Texto del documento -

+ + + +

No hablo de ancianos enfermos sino de personas mayores con muchos años cuyas
vidas, mirando sus rostros ausentes o apáticos, parecían haberse extinguido
décadas atrás.
Los tiempos, es
cierto, han cambiado desde la percepción que tenía de joven de la gente mayor,
pero desde que empecé este año a caminar por los Alpes ha habido una constante
tan reiterada en mis encuentros con personas muy mayores que por fuerza me
invita a cuestionarme si no deberíamos diversificar y enriquecer nuestro
vocabulario dejando de designar a personas mayores que son radicalmente
distintas con el mismo término: anciano.
Para mí que cada
vez hay menos ancianos en el mundo. Yo hago los descensos en muchas ocasiones
como un viejo, mis rodillas me traicionan, parezco un pato, pero no tengo
asimilado, aunque más adelante mis movimientos quedaran más mermados, que pueda
ser un anciano. El cuerpo, es cierto, se degrada con el tiempo, pero asimilar
desde la lucidez intelectual y desde la actividad, como la señora con la que me
crucé esta mañana, que uno vaya a ser un anciano alguna vez es algo que va
contra la naturaleza del sentido que tiene uno de sí y de la vida. A no ser que
ese término que hemos usado siempre para personas muy mayores lo refundemos, lo
reiventemos para adaptarlos a las circunstancias de una época.
En Suiza es
claro, al menos así me lo parece, que nos llevan ventaja en lo que a la
actividad de montaña de personas mayores se refiere. Hay una cultura mucho más
extendida de la que tenemos en España en este sentido.
Distraído con la
escritura llevo un rato postergando protegerme de los mosquitos que están
poniéndose ya muy pesados. Una pausa, voy a montar la tienda antes de que me
achicharren.

+ + + +

Datos proporcionados -
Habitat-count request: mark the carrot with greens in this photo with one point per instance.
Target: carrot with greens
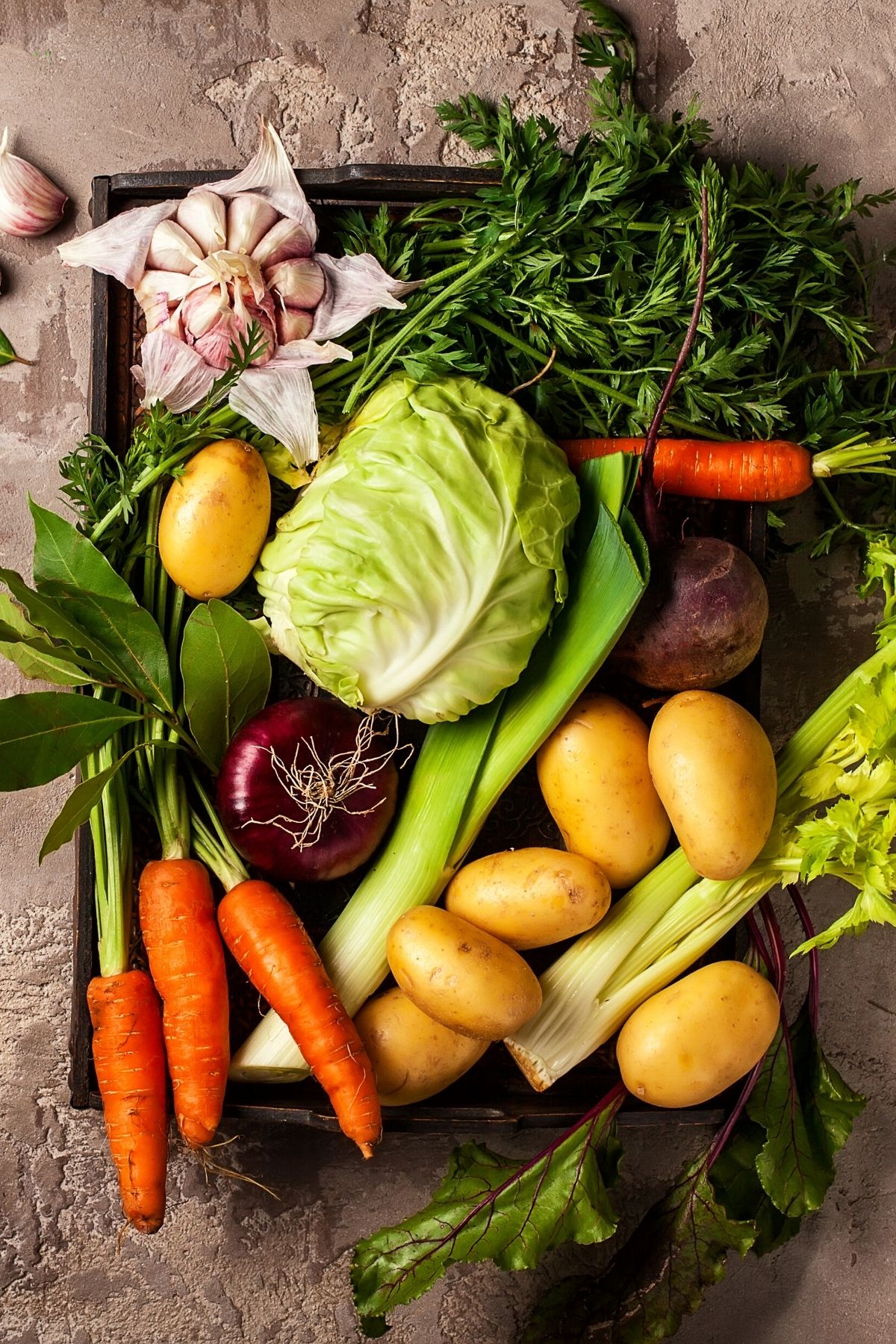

+ + + +

Ejercicio - Indique si cada afirmación concuerda con el texto sobre las personas mayores, respondiendo sí o no y citando literalmente las palabras del texto que lo deciden: (a) Quien escribe empezó este año a caminar por los Alpes. (b) Según el texto, la cultura de la actividad de montaña entre personas mayores está más extendida en España que en Suiza. (c) Quien escribe afirma que en los descensos le fallan las rodillas.

Solución -
(a) Sí: «desde que empecé este año a caminar por los Alpes».
(b) No: «En Suiza es claro, al menos así me lo parece, que nos llevan ventaja en lo que a la actividad de montaña de personas mayores se refiere».
(c) Sí: «Yo hago los descensos en muchas ocasiones como un viejo, mis rodillas me traicionan».